### PROBLEM STATEMENT
Can the data below be echoed back word for word?

— start —

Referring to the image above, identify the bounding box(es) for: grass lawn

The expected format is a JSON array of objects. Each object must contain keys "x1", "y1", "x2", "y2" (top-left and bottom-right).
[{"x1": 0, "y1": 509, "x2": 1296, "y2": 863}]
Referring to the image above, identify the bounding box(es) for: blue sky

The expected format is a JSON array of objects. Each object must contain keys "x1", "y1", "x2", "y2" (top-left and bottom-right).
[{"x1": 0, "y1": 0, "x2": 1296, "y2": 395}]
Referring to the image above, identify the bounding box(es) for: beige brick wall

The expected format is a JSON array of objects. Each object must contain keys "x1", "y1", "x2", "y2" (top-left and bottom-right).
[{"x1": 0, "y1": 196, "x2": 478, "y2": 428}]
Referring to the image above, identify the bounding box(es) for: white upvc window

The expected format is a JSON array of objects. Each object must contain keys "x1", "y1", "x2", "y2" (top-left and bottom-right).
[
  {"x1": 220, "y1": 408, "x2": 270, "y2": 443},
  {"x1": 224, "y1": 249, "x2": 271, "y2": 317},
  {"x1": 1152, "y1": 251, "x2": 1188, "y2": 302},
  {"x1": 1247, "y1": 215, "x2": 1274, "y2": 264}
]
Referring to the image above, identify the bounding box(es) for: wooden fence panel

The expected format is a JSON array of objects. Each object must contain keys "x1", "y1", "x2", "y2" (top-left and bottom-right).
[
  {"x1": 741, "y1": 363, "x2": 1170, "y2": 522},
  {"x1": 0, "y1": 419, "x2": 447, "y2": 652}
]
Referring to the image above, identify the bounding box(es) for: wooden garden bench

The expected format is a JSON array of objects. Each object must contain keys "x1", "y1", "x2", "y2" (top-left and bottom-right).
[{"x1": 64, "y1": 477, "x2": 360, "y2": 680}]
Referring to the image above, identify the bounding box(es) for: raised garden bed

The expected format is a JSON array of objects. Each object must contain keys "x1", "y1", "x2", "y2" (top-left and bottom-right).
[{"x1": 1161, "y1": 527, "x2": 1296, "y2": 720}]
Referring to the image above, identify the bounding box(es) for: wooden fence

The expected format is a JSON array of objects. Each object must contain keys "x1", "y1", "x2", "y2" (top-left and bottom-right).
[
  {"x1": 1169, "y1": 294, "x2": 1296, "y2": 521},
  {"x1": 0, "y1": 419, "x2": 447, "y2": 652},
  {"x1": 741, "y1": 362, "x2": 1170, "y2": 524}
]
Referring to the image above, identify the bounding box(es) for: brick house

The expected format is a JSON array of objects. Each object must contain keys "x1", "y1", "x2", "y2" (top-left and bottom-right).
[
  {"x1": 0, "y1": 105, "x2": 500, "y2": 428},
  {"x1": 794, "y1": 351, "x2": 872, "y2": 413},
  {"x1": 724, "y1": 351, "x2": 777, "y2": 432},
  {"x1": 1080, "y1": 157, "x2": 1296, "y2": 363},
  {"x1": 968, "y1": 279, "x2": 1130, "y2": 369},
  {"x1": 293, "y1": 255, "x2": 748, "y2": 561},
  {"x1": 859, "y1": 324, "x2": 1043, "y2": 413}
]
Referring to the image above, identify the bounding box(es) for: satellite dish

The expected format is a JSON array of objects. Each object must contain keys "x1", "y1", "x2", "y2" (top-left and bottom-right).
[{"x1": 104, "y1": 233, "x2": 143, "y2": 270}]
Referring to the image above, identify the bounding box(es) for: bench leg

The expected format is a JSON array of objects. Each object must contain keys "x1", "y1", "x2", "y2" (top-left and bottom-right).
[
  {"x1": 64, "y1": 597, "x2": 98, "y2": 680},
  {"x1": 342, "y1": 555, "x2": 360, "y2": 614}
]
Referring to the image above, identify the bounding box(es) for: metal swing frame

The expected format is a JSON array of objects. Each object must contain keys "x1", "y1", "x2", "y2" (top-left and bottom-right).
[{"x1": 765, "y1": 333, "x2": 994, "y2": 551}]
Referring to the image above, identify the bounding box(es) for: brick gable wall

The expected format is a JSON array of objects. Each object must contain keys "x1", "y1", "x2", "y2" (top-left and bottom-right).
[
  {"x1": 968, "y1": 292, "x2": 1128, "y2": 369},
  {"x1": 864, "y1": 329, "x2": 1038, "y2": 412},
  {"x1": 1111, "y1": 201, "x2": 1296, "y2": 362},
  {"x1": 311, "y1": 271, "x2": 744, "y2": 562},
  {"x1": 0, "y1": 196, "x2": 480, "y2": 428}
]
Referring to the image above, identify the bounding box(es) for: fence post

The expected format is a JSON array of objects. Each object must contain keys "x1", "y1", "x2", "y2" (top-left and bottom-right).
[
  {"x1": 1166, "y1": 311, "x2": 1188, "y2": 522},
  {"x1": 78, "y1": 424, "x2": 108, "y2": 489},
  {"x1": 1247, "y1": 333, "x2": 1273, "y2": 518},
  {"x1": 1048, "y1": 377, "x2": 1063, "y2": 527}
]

— end —

### COMPLETED TASK
Referring to the image above, identify the bounding box(es) for: grass lawn

The expected format is a JSON array of objects. Each object must contain keys "x1", "y1", "x2", "y2" (top-left and bottom-right).
[{"x1": 0, "y1": 509, "x2": 1296, "y2": 863}]
Referring to the image above, identify the bounding box(es) for: blue sky

The expected format is a JSON array of objects. Each object must contain keys "x1", "y1", "x2", "y2" (top-left and bottom-right).
[{"x1": 0, "y1": 0, "x2": 1296, "y2": 395}]
Referring to the image above, identify the bounding box(es) for: beige brick wall

The expected format is a JSON array of objects. Each object must contain keys "x1", "y1", "x2", "y2" (top-left and bottom-right).
[{"x1": 0, "y1": 196, "x2": 478, "y2": 428}]
Referring to the image above, identify the bounding box(es) for: white upvc window

The expected format is a JSON array of objects. Each object must contain keys "x1", "y1", "x2", "y2" (top-left and bottom-right).
[
  {"x1": 220, "y1": 408, "x2": 270, "y2": 443},
  {"x1": 224, "y1": 249, "x2": 271, "y2": 317},
  {"x1": 1152, "y1": 251, "x2": 1188, "y2": 302},
  {"x1": 1247, "y1": 215, "x2": 1274, "y2": 264}
]
Referring to the image above, identify the bounding box(es) for: wooden fence panel

The expected format is a JSON array of objects. Each object must contain keys "x1", "y1", "x2", "y2" (top-left and bottom-right).
[
  {"x1": 741, "y1": 363, "x2": 1170, "y2": 522},
  {"x1": 0, "y1": 419, "x2": 447, "y2": 652}
]
Referring to the image above, identify the bounding box(es) for: wooden garden bench

The expected format is a JSON array of objects. Each object must contain keys "x1", "y1", "x2", "y2" (top-left and bottom-right).
[{"x1": 64, "y1": 477, "x2": 360, "y2": 680}]
Referring to the image above, identify the bounding box(es) for: raised garden bed

The expected format is a JSON array of objects. Each object must contain keys "x1", "y1", "x2", "y2" (top-left and bottom-right).
[{"x1": 1161, "y1": 527, "x2": 1296, "y2": 720}]
Referring to the image above, identify the bounding box(es) for: wooden fence

The expected format is a JSON array of objects. Each object must contain keys "x1", "y1", "x2", "y2" (top-left and bottom-right).
[
  {"x1": 1169, "y1": 294, "x2": 1296, "y2": 521},
  {"x1": 0, "y1": 419, "x2": 447, "y2": 652},
  {"x1": 741, "y1": 362, "x2": 1170, "y2": 524}
]
Referring to the image above, identify the bounding box(es) for: brick house

The expected format is a JSON array of objects. Each object must contain keys "x1", "y1", "x2", "y2" (top-left and bottom-right).
[
  {"x1": 0, "y1": 105, "x2": 500, "y2": 428},
  {"x1": 794, "y1": 351, "x2": 872, "y2": 413},
  {"x1": 724, "y1": 351, "x2": 777, "y2": 432},
  {"x1": 1080, "y1": 157, "x2": 1296, "y2": 363},
  {"x1": 968, "y1": 279, "x2": 1130, "y2": 369},
  {"x1": 293, "y1": 255, "x2": 748, "y2": 561},
  {"x1": 859, "y1": 324, "x2": 1043, "y2": 413}
]
Referring to the image above, identify the bounding box(es) for: satellite dish

The expected format is a JSON array of objects. Each object must contain keys "x1", "y1", "x2", "y2" (top-left and bottom-right).
[{"x1": 104, "y1": 233, "x2": 143, "y2": 270}]
Referring to the image above, identify the bounding box(es) for: bench leg

The expected format is a JSON array of objects. Each object must contain keys "x1", "y1", "x2", "y2" (top-left and bottom-right).
[
  {"x1": 64, "y1": 597, "x2": 98, "y2": 680},
  {"x1": 342, "y1": 555, "x2": 360, "y2": 614}
]
Referring to the image above, identify the bounding box(es) for: metal swing frame

The expected format is a JSON array of objects. Each object must contain keys "x1", "y1", "x2", "y2" (top-left and bottom-right).
[{"x1": 765, "y1": 333, "x2": 994, "y2": 551}]
Referring to the image above, identify the bounding box(es) for: brick gable wall

The expected format is a JSON array of objects. Each object must contain keys "x1", "y1", "x2", "y2" (top-left and bottom-right).
[
  {"x1": 968, "y1": 292, "x2": 1128, "y2": 369},
  {"x1": 864, "y1": 329, "x2": 1038, "y2": 412},
  {"x1": 1111, "y1": 201, "x2": 1296, "y2": 362},
  {"x1": 311, "y1": 271, "x2": 744, "y2": 562},
  {"x1": 0, "y1": 196, "x2": 480, "y2": 428}
]
Referring to the image above, identify the bounding box(es) for: fence post

The expected format is a JSON array of objects. Each object must contain keys "x1", "y1", "x2", "y2" (top-left and bottom-right).
[
  {"x1": 1166, "y1": 311, "x2": 1188, "y2": 522},
  {"x1": 78, "y1": 424, "x2": 108, "y2": 489},
  {"x1": 1247, "y1": 333, "x2": 1273, "y2": 518},
  {"x1": 1048, "y1": 377, "x2": 1063, "y2": 527}
]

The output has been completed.